### Directions
Present the lines of the records from the one containing "Does this scene contain any glass" through the one containing "581, 176, 636]]" as a numbered list, omitting any blank lines.

### Input records
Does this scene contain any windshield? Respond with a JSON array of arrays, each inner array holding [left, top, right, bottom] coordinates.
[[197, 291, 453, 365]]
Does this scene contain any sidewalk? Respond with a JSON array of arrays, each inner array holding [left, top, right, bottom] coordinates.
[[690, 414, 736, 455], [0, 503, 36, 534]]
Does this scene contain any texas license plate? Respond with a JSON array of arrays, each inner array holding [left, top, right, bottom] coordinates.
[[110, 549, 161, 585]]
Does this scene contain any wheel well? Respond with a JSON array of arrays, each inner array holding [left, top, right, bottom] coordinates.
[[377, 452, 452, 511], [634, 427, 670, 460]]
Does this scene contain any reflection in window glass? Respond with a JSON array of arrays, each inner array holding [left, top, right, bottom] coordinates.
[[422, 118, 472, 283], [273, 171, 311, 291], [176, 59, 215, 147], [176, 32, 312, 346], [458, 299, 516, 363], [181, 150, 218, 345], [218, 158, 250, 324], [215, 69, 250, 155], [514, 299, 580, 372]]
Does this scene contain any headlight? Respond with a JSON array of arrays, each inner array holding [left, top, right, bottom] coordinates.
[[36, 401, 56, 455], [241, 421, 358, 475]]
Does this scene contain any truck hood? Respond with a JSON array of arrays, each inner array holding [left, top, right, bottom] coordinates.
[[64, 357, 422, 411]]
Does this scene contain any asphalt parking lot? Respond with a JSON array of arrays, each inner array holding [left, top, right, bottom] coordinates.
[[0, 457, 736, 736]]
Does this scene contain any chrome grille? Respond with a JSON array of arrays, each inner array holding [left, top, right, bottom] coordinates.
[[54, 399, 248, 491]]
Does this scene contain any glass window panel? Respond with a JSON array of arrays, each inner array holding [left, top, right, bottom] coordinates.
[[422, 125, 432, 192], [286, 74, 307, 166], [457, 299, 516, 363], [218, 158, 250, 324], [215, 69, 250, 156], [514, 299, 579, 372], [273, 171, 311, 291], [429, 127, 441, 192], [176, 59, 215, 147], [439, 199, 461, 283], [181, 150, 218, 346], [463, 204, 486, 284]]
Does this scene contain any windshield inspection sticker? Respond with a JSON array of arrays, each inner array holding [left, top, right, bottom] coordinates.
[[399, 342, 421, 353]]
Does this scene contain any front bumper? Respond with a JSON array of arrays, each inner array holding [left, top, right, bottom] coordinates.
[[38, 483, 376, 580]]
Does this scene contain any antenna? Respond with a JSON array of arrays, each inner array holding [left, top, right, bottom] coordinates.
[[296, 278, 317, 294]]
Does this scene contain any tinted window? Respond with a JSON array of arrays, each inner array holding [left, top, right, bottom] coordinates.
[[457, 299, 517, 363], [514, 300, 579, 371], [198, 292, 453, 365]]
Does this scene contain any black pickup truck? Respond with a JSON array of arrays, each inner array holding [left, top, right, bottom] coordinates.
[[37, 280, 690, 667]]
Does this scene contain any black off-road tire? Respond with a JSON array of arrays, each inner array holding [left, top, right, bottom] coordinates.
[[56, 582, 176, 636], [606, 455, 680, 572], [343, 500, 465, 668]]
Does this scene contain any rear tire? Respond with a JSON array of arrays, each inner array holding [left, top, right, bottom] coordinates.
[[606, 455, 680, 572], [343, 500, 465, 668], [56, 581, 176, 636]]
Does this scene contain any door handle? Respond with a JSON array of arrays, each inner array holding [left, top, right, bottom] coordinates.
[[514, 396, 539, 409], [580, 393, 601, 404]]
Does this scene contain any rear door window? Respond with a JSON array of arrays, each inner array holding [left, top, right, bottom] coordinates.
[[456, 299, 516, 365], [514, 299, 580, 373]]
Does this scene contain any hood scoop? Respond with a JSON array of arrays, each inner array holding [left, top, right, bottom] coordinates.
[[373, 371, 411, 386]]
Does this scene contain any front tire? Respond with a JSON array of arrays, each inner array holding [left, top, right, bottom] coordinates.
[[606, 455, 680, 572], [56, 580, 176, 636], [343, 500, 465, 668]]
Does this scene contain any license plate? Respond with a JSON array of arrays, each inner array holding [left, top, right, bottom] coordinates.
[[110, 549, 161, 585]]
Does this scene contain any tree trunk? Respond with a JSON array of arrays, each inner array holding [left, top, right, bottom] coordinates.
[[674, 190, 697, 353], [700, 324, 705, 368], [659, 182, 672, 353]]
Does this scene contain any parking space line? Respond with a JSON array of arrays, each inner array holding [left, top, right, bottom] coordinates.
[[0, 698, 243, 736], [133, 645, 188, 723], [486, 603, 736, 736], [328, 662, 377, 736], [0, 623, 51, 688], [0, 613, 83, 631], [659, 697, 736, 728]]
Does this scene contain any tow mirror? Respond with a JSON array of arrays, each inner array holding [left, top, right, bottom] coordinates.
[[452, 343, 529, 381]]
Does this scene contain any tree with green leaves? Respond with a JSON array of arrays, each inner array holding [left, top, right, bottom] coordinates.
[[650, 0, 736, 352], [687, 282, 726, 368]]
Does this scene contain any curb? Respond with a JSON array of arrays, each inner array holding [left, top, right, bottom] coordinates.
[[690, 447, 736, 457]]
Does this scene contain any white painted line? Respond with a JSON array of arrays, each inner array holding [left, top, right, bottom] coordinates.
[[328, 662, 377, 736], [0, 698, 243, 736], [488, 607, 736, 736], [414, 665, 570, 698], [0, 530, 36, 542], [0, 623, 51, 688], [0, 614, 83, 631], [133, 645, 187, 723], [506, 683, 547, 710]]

### Complete response
1. Does this scene contain any glass window panel? Respond with a JSON array of arrays, each inner array holding [left, top, right, bottom] coordinates.
2. [[422, 125, 432, 192], [286, 74, 307, 166], [457, 299, 516, 363], [218, 158, 250, 324], [215, 69, 250, 156], [514, 299, 579, 372], [273, 171, 311, 291], [429, 127, 441, 192], [176, 59, 215, 147], [439, 199, 461, 283], [181, 150, 218, 346], [463, 204, 486, 284]]
3. Does this scene contain any windshield inspection sticker? Respond with a JSON array of arrays, each inner array holding [left, top, right, bottom] coordinates.
4. [[399, 342, 421, 353]]
5. Does this scene contain any front bumper? Respond with a JSON array of arrays, each inner array holding [left, top, right, bottom] coordinates.
6. [[38, 483, 376, 580]]
7. Does this scene contain any antenna? Respond with a JSON array of arrays, each inner array holding [left, top, right, bottom] coordinates.
8. [[296, 278, 317, 294]]
9. Does this scene contain any tinted window? Respond with a JSON array of arrays, each inner array holding [left, top, right, bottom] coordinates.
10. [[457, 299, 517, 363], [514, 300, 579, 371], [198, 292, 453, 365]]
11. Does this scene contain any black pickup truck? Respond with a JSON array of arrays, each inner array holding [left, top, right, bottom] coordinates.
12. [[37, 280, 690, 667]]
13. Does this scene contain any black off-road tire? Respond with a JSON array of arrays, each inner array holding [left, top, right, bottom] coordinates.
14. [[56, 582, 176, 636], [606, 455, 680, 572], [343, 500, 465, 668]]
15. Does this scene contain any rear tire? Respond with a JSON array of arrays, each inner array holding [left, top, right, bottom] coordinates.
16. [[606, 455, 680, 572], [343, 500, 465, 668], [56, 581, 176, 636]]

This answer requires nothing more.